» **TASK SET**
**a)** In the passage on the Simcha Initiative, render this sentence in Spanish: "Understandably, different families have different considerations and sensitivities, and the number 250 may very well not be realistic or practical for those with large families."
**b)** According to the passage on the Simcha Initiative, which two rabbis gave their haskamos to the initiative?
**c)** Write out the portion of the passage on the Simcha Initiative starting with "Rav Reisman sees" and going on through "work for all.".

» **STUDY TEXT**
Unbeknownst to us, another askan had been working on a similar concept and had been speaking with Rav Yisroel Reisman. After hearing about our initiative, he arranged for us to speak to Rav Reisman, who advised us to drop the details about flowers, music, and liquor and instead keep things simple by limiting the wedding meal to a suggested 250 invited guests, the vast majority of whom would be family members. Friends, neighbors, and everyone else could be invited to share in the simchas chassan v’kallah afterward.
Rav Elya Brudny and Rav Moshe Tuvia Lieff both gave their haskamos to the newly titled Simcha Initiative, which also eliminated elaborate vorts, and in its first few weeks we had over 800 people signing on, committing to making simpler weddings and setting a new standard in our communities.
Rav Reisman sees the initiative not as a takanah — takanos haven’t had much success in our community — but rather as a kabbalah, to be undertaken by those who feel this specific plan can work well for their needs.
We’ve gotten complaints about the specifics of the plan: Some people say it doesn’t go far enough, others say the specific clauses don’t work for their particular circumstances. The main thing, as we see it, is the underlying commitment to simplify our simchahs. When you get there, you can work out the details. Understandably, different families have different considerations and sensitivities, and the number 250 may very well not be realistic or practical for those with large families. And when making a wedding, there is always another side involved — a side that may have different calculations and different expectations. So one blanket solution is not likely to work for all.
That said, the concept of reevaluating what a Jewish wedding should — and shouldn’t — be is something that applies to many people in our community, no matter how they translate it into action. As Rav Reisman told us, no “elaborate” vort obviously means different things to different people. That is fine. The goal is an attitude of knocking things down a notch or two — or three or four.
Less than three months after the virus hit our community, people from coast to coast and everywhere in between have signed up for this kabbalah, with over 1,400 commitments coming from five different continents. Obviously, right now it’s too early to predict how those commitments will play out; weddings are still severely restricted under the quarantine guidelines, so these plans are still in the realm of the theoretical. But with the hope that soon it will be safe to make weddings, and the signatories can keep to their commitments, do the math: If each of those people makes just one wedding and saves $15,000 on their simchah, $21 million dollars will be saved — and with the average person making three, four, five, six, or more weddings, staggering amounts of money will be saved.

» **DATA SHOWN**
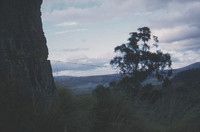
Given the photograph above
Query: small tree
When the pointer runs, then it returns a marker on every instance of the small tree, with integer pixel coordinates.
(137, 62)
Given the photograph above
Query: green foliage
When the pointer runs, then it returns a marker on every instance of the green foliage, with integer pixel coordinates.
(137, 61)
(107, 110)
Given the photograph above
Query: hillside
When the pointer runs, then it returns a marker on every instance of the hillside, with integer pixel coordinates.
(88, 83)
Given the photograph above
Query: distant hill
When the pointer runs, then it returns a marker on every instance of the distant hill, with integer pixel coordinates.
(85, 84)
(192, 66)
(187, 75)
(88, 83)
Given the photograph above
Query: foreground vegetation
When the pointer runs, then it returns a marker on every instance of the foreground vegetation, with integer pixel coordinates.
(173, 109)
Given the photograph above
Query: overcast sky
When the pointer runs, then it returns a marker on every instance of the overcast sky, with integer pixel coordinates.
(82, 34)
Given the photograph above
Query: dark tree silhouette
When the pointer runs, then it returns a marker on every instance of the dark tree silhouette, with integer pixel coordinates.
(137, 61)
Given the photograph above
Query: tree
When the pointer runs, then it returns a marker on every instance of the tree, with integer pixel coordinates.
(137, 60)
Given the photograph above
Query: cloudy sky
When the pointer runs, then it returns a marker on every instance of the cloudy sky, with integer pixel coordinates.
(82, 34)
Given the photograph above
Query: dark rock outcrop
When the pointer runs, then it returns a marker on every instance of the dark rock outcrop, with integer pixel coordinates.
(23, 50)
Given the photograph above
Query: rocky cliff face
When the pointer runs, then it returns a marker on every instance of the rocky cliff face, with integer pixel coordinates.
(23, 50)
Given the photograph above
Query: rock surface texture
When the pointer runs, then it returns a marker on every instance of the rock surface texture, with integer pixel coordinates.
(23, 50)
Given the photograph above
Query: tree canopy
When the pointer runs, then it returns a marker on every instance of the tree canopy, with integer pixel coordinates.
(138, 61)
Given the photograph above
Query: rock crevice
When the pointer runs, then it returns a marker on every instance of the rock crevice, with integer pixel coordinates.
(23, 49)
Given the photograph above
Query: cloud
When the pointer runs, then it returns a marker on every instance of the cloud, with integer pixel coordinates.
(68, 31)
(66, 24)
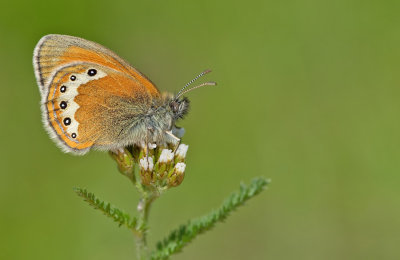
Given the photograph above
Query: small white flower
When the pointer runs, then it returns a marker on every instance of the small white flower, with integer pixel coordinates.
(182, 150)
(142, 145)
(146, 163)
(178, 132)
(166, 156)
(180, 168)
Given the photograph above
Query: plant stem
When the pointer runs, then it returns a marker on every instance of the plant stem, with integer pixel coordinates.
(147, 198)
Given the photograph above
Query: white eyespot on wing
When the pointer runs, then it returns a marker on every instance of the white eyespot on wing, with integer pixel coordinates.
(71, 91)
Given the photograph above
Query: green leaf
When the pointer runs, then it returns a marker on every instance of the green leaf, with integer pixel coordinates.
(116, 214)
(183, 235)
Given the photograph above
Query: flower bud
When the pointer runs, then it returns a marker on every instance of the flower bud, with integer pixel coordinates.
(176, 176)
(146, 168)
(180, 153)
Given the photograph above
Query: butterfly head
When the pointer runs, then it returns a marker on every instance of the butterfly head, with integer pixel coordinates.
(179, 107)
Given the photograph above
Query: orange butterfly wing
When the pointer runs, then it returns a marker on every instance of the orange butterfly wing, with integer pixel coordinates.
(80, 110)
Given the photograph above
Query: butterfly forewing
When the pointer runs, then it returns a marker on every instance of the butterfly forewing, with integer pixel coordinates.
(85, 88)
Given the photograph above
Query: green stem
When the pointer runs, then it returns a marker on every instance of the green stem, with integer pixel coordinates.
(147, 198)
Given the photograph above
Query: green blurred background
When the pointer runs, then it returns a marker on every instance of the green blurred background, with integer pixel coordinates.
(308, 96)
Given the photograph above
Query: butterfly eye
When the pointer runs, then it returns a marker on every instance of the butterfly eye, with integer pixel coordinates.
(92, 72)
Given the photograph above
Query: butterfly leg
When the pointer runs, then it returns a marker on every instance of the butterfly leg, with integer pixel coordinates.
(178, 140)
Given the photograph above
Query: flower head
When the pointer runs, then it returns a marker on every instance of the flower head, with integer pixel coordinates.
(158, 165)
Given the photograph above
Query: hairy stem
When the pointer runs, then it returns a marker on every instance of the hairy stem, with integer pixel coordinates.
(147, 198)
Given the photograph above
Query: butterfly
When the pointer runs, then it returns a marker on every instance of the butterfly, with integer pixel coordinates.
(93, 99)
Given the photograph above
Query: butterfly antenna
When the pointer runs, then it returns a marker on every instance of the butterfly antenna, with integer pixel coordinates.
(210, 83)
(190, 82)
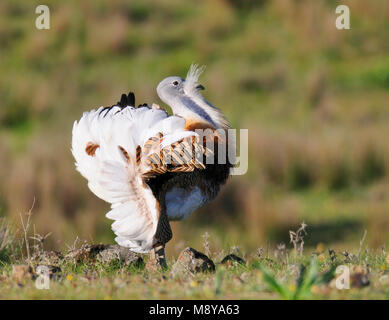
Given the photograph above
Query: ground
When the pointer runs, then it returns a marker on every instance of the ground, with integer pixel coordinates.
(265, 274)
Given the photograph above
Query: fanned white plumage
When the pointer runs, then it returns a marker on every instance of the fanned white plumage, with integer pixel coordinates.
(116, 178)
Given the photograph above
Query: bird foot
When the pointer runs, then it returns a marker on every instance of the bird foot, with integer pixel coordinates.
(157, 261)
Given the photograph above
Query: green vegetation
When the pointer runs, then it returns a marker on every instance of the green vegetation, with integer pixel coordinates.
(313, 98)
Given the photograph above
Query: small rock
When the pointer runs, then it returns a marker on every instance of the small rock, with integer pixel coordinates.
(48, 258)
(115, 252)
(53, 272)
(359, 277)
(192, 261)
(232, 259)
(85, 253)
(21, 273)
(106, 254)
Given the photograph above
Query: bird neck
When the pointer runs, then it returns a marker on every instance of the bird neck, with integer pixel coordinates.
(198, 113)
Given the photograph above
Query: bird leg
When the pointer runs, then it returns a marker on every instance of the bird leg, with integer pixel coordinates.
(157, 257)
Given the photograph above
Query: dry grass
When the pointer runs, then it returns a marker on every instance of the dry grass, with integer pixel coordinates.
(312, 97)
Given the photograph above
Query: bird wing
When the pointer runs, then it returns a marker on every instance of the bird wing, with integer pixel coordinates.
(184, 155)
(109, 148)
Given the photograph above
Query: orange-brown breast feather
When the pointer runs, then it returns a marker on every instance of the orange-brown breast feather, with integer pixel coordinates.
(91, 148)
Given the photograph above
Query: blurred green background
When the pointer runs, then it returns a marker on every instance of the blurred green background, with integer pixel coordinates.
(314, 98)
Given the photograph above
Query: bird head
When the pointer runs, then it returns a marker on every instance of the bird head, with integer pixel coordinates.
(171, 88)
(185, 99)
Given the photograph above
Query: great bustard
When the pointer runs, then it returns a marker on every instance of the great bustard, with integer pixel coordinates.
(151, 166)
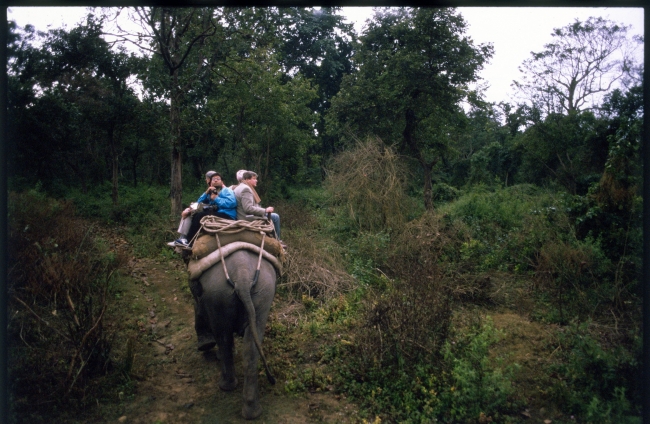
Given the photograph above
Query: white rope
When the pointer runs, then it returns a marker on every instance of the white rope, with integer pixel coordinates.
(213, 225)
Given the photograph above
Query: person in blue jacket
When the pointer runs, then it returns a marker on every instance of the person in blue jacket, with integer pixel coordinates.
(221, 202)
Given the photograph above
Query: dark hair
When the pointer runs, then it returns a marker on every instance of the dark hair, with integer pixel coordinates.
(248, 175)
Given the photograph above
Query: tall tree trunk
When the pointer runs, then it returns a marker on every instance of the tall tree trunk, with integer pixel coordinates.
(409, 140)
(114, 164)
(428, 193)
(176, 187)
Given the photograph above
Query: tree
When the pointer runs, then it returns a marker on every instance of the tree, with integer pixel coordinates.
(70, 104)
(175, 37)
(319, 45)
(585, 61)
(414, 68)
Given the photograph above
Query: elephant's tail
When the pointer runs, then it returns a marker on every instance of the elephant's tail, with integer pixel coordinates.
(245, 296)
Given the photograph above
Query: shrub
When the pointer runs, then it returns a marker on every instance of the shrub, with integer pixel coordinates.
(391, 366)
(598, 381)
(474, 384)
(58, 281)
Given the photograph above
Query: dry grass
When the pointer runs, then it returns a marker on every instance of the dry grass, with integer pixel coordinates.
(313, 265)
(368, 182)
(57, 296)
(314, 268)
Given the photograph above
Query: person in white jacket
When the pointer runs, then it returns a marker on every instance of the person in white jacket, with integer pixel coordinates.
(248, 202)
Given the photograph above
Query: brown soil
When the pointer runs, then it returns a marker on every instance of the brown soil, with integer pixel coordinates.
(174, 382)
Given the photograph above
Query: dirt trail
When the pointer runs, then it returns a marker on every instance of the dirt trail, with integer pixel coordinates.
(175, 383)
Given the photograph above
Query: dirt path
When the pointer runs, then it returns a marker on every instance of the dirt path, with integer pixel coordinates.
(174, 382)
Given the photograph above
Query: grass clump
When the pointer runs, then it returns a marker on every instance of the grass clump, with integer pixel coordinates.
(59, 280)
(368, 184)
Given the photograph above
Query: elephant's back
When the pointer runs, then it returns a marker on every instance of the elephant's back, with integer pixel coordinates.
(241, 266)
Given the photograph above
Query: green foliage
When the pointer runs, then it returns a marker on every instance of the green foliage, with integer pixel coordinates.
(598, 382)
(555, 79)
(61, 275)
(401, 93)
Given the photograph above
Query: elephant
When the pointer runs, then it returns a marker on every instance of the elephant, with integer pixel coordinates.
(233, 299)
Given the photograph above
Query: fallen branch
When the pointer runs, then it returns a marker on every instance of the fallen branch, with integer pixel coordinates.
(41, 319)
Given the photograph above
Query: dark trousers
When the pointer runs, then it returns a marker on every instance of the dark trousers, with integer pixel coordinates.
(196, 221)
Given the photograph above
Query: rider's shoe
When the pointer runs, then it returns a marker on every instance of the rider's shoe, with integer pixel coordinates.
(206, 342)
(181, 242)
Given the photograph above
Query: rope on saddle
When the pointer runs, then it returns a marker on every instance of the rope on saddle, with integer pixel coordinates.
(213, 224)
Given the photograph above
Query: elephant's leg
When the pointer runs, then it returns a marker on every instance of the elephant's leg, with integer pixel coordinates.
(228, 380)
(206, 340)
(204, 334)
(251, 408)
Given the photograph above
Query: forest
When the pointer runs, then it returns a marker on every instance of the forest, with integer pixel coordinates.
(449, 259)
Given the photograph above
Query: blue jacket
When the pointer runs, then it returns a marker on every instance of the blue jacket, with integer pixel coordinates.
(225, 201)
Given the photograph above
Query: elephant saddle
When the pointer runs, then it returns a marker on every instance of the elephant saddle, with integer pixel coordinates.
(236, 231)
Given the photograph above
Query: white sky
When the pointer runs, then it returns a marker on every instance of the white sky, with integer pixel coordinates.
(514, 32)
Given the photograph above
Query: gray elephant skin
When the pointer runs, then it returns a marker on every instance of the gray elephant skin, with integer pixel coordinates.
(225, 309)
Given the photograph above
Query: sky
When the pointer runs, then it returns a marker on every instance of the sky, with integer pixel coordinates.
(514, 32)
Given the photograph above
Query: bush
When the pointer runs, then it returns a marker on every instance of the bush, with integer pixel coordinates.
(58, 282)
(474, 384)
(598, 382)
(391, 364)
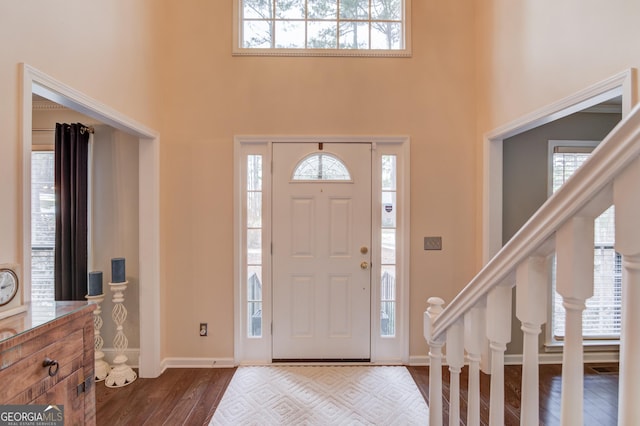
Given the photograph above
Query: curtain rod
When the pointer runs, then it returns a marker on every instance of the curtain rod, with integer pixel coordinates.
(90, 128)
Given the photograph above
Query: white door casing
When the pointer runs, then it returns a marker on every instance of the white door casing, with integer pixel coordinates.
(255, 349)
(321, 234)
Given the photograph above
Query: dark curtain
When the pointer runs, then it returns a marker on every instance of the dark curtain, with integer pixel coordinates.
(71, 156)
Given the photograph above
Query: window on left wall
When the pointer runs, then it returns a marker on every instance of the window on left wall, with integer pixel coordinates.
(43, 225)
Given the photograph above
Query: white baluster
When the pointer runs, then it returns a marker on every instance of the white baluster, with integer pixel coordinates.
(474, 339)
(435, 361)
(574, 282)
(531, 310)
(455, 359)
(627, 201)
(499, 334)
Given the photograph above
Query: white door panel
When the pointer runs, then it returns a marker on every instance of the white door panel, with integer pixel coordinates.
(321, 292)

» **SOLUTIONS TO THE TASKS**
**a)** Es comprensible que distintas familias tengan distintas consideraciones y sensibilidades, y es muy posible que el número 250 no sea realista ni práctico para quienes tienen familias numerosas.

**b)** Rav Elya Brudny and Rav Moshe Tuvia Lieff.

**c)**
Rav Reisman sees the initiative not as a takanah — takanos haven’t had much success in our community — but rather as a kabbalah, to be undertaken by those who feel this specific plan can work well for their needs.
We’ve gotten complaints about the specifics of the plan: Some people say it doesn’t go far enough, others say the specific clauses don’t work for their particular circumstances. The main thing, as we see it, is the underlying commitment to simplify our simchahs. When you get there, you can work out the details. Understandably, different families have different considerations and sensitivities, and the number 250 may very well not be realistic or practical for those with large families. And when making a wedding, there is always another side involved — a side that may have different calculations and different expectations. So one blanket solution is not likely to work for all.